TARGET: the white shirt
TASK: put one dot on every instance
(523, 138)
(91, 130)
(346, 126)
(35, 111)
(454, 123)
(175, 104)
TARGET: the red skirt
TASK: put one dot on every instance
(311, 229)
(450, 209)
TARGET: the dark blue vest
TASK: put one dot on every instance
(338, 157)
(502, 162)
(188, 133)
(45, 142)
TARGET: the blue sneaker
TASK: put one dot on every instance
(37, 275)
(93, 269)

━━━━

:: INSTRUCTIONS FOR THE TASK ::
Show a copy of each line from the records above in which the string "TARGET" occurs.

:: WRITTEN REPLY ::
TARGET: the white shirt
TARGET: the red skirt
TARGET: the dark blue vest
TARGET: the blue sneaker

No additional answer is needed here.